=== Request ===
Return each line from the items below that contains the string "scaffolding". Uppercase and lowercase must match.

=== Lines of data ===
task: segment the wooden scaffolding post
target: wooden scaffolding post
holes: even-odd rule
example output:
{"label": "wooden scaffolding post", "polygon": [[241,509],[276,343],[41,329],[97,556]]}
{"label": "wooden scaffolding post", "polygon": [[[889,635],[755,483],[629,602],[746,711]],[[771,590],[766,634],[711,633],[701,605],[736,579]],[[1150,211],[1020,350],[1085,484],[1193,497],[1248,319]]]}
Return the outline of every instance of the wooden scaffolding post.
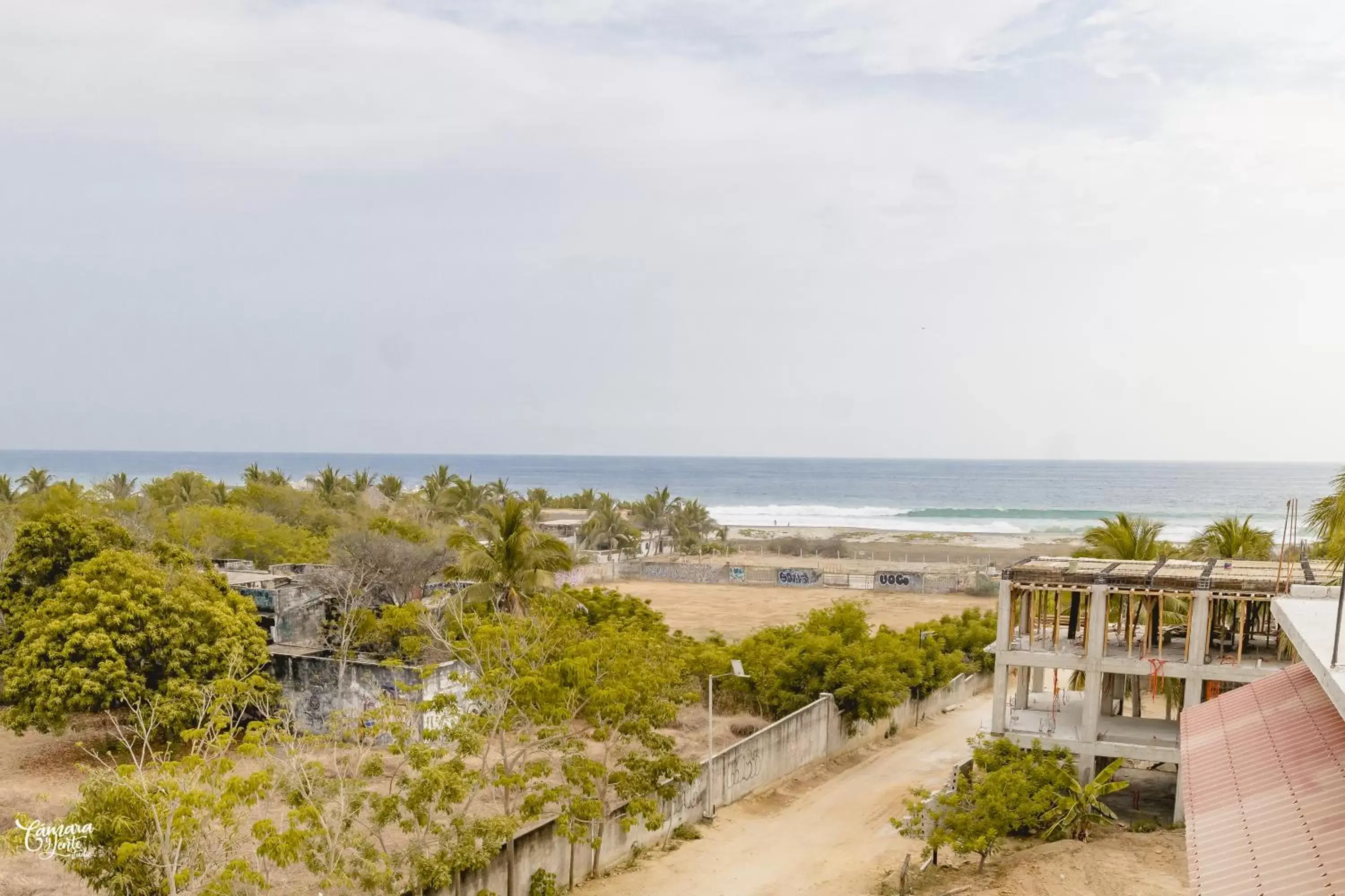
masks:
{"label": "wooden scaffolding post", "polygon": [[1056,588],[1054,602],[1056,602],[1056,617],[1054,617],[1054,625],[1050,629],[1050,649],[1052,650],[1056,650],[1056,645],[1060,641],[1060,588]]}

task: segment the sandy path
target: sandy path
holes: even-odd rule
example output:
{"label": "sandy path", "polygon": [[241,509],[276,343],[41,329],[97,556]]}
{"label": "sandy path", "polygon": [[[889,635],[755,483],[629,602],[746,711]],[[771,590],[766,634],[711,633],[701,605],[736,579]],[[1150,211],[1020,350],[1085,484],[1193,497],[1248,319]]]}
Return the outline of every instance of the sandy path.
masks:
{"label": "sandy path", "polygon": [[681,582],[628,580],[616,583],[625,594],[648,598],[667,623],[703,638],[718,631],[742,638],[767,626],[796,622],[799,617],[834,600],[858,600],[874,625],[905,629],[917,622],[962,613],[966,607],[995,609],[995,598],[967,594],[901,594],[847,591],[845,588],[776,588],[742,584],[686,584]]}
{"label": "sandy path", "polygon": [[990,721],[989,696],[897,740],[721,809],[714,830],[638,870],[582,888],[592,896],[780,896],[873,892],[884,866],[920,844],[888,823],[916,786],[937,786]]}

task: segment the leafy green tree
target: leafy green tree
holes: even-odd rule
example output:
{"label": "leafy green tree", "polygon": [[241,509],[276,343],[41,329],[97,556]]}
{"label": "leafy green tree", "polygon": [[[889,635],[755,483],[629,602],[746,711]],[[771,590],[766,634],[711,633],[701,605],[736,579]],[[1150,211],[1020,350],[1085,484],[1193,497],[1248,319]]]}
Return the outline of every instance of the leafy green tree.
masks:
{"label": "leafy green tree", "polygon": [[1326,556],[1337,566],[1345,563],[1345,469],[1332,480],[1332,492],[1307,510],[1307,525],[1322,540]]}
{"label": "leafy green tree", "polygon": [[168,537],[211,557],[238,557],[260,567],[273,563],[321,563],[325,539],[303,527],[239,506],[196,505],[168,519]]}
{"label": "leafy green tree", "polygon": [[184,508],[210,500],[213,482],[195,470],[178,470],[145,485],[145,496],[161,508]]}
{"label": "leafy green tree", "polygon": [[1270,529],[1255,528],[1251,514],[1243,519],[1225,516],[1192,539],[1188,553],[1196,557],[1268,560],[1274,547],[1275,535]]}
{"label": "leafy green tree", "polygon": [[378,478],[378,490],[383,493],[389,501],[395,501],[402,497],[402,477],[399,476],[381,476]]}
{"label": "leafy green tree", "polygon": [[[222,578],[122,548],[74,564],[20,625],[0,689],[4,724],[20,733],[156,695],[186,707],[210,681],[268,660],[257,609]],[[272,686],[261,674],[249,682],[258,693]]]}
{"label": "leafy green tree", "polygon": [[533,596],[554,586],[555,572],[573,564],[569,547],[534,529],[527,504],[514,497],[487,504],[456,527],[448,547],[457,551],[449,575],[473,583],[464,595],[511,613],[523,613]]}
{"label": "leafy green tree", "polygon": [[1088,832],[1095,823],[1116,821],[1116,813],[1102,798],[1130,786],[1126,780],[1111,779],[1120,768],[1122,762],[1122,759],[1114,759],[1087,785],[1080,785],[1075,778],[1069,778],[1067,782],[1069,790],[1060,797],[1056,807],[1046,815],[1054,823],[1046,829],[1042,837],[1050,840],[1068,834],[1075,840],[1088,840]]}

=== Finished task ===
task: segment the wooden scaffolding post
target: wooden scaffolding post
{"label": "wooden scaffolding post", "polygon": [[241,509],[276,343],[41,329],[97,556]]}
{"label": "wooden scaffolding post", "polygon": [[[889,635],[755,483],[629,602],[746,711]],[[771,590],[766,634],[711,633],[701,605],[736,579]],[[1150,211],[1020,350],[1085,484],[1193,497],[1248,319]]]}
Return the outline of every instance of the wooden scaffolding post.
{"label": "wooden scaffolding post", "polygon": [[1056,588],[1054,602],[1056,602],[1056,617],[1054,617],[1054,625],[1050,629],[1050,649],[1052,650],[1056,650],[1056,645],[1060,641],[1060,588]]}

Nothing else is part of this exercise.